Aim of the task: Retype the data exactly, so that every line matches the original.

### Data for analysis ###

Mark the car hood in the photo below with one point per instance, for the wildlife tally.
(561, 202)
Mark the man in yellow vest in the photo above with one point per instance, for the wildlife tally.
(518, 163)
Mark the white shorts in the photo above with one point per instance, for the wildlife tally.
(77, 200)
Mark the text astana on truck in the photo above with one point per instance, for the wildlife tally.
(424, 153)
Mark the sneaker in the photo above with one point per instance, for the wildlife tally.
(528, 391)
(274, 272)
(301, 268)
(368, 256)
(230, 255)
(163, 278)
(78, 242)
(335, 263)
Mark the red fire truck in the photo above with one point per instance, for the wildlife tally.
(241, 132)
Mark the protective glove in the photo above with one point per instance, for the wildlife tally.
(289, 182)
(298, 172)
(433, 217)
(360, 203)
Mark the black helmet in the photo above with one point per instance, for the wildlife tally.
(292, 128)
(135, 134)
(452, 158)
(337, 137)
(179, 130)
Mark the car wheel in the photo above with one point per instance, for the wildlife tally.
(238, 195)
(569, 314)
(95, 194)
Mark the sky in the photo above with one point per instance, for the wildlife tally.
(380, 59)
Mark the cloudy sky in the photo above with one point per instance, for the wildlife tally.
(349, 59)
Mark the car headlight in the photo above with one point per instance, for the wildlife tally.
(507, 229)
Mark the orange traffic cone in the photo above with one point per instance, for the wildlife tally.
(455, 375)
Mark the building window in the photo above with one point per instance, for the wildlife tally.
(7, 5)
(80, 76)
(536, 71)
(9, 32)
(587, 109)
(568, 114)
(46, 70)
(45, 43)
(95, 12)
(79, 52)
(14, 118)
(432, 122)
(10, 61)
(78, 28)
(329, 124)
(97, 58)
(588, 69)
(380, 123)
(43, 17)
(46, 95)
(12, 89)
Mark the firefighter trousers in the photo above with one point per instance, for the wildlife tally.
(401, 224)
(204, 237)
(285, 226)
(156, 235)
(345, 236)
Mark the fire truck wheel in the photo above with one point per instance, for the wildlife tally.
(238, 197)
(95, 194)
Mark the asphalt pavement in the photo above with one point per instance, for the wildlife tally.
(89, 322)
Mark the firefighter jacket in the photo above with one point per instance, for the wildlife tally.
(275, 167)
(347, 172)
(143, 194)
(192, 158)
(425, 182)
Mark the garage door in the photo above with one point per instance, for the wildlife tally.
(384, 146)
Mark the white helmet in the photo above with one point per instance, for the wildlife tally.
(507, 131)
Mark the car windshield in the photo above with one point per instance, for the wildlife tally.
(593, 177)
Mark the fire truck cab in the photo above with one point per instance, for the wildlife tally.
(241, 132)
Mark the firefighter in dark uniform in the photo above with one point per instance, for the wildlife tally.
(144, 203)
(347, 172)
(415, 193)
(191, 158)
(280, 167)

###

Reply to the task:
Mark the car hood in the photo below with one point per instance, for the wildlife tally.
(561, 202)
Mark the man in yellow vest in the photo above with one point per instance, for the wildlife tally.
(518, 163)
Mark the white shorts in the photo above with one point per instance, for the wildlife tally.
(77, 200)
Mark the text astana on truck in the photo above with one point per instance, for the wildlife tally.
(424, 153)
Mark the sneaker in the photo above with one point per instance, for the wildlife tally.
(528, 391)
(274, 272)
(301, 268)
(368, 256)
(230, 255)
(163, 278)
(78, 242)
(335, 263)
Mark the red fire truck in the photo above with one point per instance, for the wildlife tally.
(241, 132)
Mark the protective glove in the photo above with one point per instance, for the wildlife tally.
(289, 182)
(298, 172)
(433, 217)
(360, 203)
Mark the black helmet in the photo above with one point per instance, for the wildlife tally.
(292, 128)
(135, 134)
(452, 158)
(337, 137)
(179, 130)
Mark the car wheel in the photo above with one point per instance, for the wildlife tally.
(238, 195)
(569, 314)
(95, 194)
Mark the sky in the photo above with one point per instance, for the wildlife tally.
(380, 59)
Mark the cloudy sky in the photo above with one point per instance, for the wildlife tally.
(349, 59)
Mark the car headlight in the photo above with one point per instance, for the wildlife tally.
(507, 229)
Mark the orange traffic cone in the photo above with one point per instance, for the wildlife tally.
(455, 375)
Mark the building window in the photo above with one point per instance, for the wildlife tally.
(7, 5)
(80, 76)
(536, 71)
(9, 32)
(587, 109)
(568, 114)
(46, 70)
(45, 43)
(95, 12)
(79, 52)
(14, 118)
(432, 122)
(10, 61)
(78, 28)
(329, 124)
(97, 58)
(588, 69)
(380, 123)
(43, 17)
(46, 95)
(12, 89)
Mark the firefighter trousers in the photo above with one point per instance, for the wildlife tally.
(401, 224)
(204, 237)
(285, 226)
(156, 235)
(345, 236)
Mark the fire truck wheel in the photo above with one point per instance, for the wildlife tally.
(238, 197)
(95, 194)
Mark the asphalt pavement in the photo above with one point per instance, for the wildlife tally.
(89, 322)
Mark the firefighter jacket in the photo above with one point per instance, for the wildlife tally.
(275, 167)
(347, 172)
(143, 194)
(192, 158)
(425, 182)
Mark the garage door in the photo above with one point per instance, for the wildlife tally.
(384, 146)
Mark the white helmet in the photo above with one point per instance, for the wildlife tally.
(507, 131)
Mark the car windshield in the photo above with one point per instance, for the wildlife tally.
(593, 177)
Mark the fire truck cab in the photo above with one point per instance, for the wildlife tally.
(241, 132)
Mark the firefighter in dark uniform in the photo above with one point per instance, for the wildlife tally.
(144, 203)
(347, 172)
(415, 193)
(191, 158)
(280, 167)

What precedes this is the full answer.